ASSIGNMENT
Reading the listing below, restate each entry exactly as written.

*** Opening MATERIAL FOR THIS TASK ***

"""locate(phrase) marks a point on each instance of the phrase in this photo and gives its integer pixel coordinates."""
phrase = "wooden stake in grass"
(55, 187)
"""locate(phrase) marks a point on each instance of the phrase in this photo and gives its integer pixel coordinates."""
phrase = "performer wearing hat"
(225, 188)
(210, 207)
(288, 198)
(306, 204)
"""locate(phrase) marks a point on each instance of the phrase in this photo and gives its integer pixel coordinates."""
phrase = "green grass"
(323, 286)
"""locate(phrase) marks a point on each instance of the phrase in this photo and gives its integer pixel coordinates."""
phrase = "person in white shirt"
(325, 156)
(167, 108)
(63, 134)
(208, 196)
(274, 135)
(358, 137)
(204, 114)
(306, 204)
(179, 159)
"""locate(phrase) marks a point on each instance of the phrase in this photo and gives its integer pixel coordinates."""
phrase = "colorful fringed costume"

*** Closing MATERIAL FOR THIS TASK ***

RESULT OF THIS TASK
"""locate(phrase) marks a point on each instance of the phrase in this photo and gives its integer pixel coordinates."""
phrase = "wooden stake in grass"
(55, 187)
"""locate(phrase) marks a point on each instance of the phrase in this photo and gives its integer pixel coordinates."""
phrase = "performer wearing hat"
(225, 188)
(210, 207)
(288, 198)
(306, 204)
"""locate(phrase) marks a point on each instance of the phrase in this photo and gives its integer pixel coordinates."""
phrase = "green grass"
(323, 286)
"""locate(phrase) marks a point on each instance of the phrase in this photo and gives its integer pixel coordinates."""
phrase = "person in white shirt"
(325, 156)
(167, 108)
(63, 134)
(208, 196)
(274, 135)
(358, 137)
(204, 114)
(306, 204)
(179, 159)
"""locate(phrase) marks a point on each instance of the phrase in this photo and gives its integer pixel coordinates."""
phrase = "colorful fringed costume"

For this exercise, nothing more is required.